Não raro, ao passar pela sala, minha mulher me surpreendia nesses arrebatamentos do meu solilóquio de leitor. E me perguntava:

– Está gostando tanto assim? – E eu, sem conter o entusiasmo.

– Se estou gostando? José Cândido escreveu uma obra-prima.
 
Sim: uma obra-prima. Foi com a convicta, inabalável certeza de que havíeis escrito uma obra-prima que cheguei à última linha de O coronel e o lobisomem. Então, com o olhar perdido nas amendoeiras e mangueiras do sítio, onde cantavam passarinhos, comecei a rememorar, na solidão daquela paz bucólica, as circunstâncias que vos tinham levado a produzir tão extraordinária obra. Não fora a demora da Cruzeiro em lançar vosso livro de crônicas intitulado O coronel e o lobisomem, cujos originais haviam dormido em minha gaveta o longo sono de mais de um ano, não teríeis escrito vosso genial romance homônimo. Em vez dele, haveríamos de ver hoje por aí, talvez encalhado nas livrarias, apenas um volume de circunstanciais “historinhas”.

De volta ao Rio, cessados os rumores carnavalescos, estava eu à porta do elevador de O Cruzeiro, com as provas embaixo do braço, quando vos aproximastes de mim. Antes de vos apertar a mão, bati-vos uma respeitosa continência. Estranhando meu ar circunspecto, me perguntastes:

– Que é que há?
E eu , sem relaxar a circunspecção:
– José Cândido, você escreveu uma obra-prima.

Ristes, ristes muito, e ristes ainda mais quando eu, com sincera modéstia, acrescentei:

– Não sei se poderei continuar a merecer sua amizade. Sou pequeno demais para ser amigo de um autor que acaba de escrever uma obra-prima.

• _TAREFA PROPOSTA 1_
No trecho, repita palavra por palavra a passagem de "Ristes, ristes muito, e" até "escrever uma obra-prima.".
• _TAREFA PROPOSTA 2_
No trecho, que gesto vem antes do aperto de mão à porta do elevador de O Cruzeiro?
• _TAREFA PROPOSTA 3_
Retome o trecho sobre O coronel e o lobisomem a partir do ponto em que ele para.
Os itens que vêm depois são material à parte, sem ligação com o trecho.

• _INFORMAÇÕES FORNECIDAS_
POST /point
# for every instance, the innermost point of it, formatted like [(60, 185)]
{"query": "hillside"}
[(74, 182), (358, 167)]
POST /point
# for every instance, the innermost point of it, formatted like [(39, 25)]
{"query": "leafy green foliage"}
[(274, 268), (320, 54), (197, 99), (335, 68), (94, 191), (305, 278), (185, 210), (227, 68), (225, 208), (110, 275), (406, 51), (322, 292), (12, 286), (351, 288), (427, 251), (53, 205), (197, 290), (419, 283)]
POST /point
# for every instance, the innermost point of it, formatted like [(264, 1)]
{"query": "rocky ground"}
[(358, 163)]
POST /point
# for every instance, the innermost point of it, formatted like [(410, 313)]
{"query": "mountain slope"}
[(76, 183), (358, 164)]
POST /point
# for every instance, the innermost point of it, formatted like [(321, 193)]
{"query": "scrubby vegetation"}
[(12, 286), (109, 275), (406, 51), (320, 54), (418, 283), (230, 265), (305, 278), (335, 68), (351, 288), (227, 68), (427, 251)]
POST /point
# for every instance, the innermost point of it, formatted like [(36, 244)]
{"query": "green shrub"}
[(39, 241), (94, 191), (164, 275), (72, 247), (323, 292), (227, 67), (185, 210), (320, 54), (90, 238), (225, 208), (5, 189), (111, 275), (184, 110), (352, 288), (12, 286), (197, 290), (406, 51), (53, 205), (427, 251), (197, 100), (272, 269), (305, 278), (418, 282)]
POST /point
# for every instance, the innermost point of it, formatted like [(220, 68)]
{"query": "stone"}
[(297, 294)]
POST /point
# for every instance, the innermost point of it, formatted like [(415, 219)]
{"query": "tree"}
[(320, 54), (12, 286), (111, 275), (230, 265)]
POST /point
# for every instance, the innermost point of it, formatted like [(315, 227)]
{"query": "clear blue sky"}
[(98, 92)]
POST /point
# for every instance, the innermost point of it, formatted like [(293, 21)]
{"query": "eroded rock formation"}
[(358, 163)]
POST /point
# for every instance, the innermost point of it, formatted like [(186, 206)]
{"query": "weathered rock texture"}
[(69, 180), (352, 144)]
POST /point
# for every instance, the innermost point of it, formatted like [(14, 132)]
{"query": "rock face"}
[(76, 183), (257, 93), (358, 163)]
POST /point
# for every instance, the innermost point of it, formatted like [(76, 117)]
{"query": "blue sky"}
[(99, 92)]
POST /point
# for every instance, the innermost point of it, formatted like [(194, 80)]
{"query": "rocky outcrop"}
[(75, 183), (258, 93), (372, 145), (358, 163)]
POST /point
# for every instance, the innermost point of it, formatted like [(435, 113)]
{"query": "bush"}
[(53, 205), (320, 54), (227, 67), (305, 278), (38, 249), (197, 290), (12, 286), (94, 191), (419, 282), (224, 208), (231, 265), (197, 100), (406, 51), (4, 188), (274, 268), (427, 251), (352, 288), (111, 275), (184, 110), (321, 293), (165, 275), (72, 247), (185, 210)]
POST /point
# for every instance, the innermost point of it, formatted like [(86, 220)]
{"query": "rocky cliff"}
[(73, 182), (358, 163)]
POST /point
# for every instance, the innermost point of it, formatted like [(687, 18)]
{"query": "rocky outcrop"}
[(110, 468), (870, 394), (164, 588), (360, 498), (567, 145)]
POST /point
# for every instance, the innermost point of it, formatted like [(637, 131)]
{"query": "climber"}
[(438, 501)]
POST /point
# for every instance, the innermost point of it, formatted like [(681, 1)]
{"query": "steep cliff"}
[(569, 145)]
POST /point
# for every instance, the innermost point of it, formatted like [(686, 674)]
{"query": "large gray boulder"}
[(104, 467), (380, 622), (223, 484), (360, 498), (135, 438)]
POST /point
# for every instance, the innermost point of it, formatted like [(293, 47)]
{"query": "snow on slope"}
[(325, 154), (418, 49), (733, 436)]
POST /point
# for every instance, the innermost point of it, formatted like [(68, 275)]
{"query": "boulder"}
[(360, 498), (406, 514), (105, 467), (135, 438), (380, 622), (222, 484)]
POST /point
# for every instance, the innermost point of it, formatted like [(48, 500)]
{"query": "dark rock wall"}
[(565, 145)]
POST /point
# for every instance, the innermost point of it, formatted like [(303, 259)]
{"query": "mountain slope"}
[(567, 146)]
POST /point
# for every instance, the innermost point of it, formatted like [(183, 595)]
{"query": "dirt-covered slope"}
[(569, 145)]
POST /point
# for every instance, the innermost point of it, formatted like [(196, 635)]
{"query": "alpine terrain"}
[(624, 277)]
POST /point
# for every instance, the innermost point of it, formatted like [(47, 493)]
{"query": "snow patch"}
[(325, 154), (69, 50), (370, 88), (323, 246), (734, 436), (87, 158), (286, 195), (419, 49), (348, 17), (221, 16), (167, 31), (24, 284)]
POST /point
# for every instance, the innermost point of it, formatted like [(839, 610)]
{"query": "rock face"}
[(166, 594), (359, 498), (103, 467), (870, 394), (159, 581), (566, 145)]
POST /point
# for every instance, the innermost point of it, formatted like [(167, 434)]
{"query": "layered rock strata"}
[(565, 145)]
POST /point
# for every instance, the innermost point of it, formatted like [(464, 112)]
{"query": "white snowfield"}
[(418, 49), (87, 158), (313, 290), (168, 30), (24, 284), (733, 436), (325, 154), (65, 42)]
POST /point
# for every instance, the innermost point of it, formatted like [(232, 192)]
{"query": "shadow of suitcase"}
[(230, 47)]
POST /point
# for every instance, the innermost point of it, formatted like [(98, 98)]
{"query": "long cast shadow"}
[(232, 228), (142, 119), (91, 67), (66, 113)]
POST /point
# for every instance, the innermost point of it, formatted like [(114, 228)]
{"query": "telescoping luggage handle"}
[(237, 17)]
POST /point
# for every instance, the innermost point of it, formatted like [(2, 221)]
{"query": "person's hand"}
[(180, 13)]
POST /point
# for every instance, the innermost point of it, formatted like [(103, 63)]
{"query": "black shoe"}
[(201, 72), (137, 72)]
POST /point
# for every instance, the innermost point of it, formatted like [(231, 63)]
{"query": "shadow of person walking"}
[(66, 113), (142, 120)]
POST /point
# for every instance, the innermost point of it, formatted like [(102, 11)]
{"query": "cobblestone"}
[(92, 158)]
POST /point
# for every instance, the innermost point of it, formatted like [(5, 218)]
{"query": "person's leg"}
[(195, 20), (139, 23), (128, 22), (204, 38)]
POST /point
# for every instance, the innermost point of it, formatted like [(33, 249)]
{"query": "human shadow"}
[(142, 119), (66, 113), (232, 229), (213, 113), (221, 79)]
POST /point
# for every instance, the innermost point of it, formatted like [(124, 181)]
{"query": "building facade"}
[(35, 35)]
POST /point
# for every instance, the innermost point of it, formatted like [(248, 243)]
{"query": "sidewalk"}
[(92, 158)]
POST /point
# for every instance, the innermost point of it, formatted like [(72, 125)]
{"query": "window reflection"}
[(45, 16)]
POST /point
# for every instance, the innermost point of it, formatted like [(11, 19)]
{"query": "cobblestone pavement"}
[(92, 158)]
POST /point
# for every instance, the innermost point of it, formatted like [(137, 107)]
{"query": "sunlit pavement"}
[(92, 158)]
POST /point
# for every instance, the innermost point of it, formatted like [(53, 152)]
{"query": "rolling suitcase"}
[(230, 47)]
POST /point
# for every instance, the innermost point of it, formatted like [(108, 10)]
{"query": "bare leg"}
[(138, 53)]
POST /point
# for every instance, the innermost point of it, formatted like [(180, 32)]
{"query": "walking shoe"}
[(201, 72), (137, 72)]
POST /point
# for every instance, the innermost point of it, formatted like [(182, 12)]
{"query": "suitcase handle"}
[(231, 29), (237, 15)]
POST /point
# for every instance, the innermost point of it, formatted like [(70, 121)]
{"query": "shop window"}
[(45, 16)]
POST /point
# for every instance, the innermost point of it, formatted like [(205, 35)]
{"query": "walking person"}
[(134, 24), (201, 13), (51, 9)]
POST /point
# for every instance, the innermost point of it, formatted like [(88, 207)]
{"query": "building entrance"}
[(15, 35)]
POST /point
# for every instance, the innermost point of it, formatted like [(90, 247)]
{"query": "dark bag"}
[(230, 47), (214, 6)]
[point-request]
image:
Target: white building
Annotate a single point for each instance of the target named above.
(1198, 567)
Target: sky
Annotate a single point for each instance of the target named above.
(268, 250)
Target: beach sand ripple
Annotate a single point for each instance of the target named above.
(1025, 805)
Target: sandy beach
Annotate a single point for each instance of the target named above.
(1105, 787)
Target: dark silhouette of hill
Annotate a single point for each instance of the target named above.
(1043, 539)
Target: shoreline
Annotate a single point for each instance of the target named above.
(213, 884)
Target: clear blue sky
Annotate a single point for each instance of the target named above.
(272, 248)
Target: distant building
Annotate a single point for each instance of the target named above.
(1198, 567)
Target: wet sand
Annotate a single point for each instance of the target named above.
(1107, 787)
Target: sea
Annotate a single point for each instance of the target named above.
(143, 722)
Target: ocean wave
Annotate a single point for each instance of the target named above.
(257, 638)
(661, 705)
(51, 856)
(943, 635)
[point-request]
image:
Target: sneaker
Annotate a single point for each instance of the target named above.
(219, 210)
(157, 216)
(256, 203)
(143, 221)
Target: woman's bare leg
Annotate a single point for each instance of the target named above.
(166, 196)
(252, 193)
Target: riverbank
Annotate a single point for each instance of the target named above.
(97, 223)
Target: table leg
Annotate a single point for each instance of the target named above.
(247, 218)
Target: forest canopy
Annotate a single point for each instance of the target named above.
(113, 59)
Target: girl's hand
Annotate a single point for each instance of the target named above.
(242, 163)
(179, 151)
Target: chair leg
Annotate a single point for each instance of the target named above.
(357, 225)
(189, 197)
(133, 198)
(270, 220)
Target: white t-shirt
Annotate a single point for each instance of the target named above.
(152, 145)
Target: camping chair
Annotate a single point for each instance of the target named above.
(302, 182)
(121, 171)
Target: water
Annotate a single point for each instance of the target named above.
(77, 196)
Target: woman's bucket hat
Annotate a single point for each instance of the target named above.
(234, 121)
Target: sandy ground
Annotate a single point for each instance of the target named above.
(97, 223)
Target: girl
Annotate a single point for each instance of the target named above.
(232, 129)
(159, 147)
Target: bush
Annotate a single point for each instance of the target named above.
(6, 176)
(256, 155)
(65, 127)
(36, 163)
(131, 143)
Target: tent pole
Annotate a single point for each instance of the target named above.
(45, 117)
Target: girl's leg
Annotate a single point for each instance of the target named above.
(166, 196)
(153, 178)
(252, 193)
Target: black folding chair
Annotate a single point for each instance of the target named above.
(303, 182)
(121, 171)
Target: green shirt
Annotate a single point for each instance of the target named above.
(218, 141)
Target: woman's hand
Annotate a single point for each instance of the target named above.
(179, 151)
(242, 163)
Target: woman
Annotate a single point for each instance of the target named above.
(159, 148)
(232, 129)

• _RESULTADO DO EXERCÍCIO 1_
Ristes, ristes muito, e ristes ainda mais quando eu, com sincera modéstia, acrescentei:

– Não sei se poderei continuar a merecer sua amizade. Sou pequeno demais para ser amigo de um autor que acaba de escrever uma obra-prima.

• _RESULTADO DO EXERCÍCIO 2_
Uma respeitosa continência.

• _RESULTADO DO EXERCÍCIO 3_
E vós, redobrando o riso:

– Não diga tolices. Qual obra-prima, qual nada. Você está louco!

Lançado O coronel e o lobisomem, numa tiragem de três mil exemplares, que não tardou a esgotar-se, a melhor crítica do país veio confirmar meu vaticínio: obra-prima. “Obra-prima”, dizia-se ao Norte. “Obra-prima”, dizia-se ao Sul. E por toda parte, na unanimidade opinativa do público, repetia-se o estribilho consagrador: “Obra-prima”.

Um dia, Valdemar Cavalcanti me telefonou perguntando se porventura concordaríeis em fazer uma colaboração diária para O Jornal, em substituição a Antônio Maria, o grande cronista prematuramente desaparecido.

Não vacilei na resposta:

– Colaboração diária? Num jornal? Ora, Valdemar. Colaboração de José Cândido, só se for para um anuário. O homem detesta escrever.

Contudo, vos transmiti o convite. E vós, em pânico, declinastes polidamente dele, como eu de resto esperava.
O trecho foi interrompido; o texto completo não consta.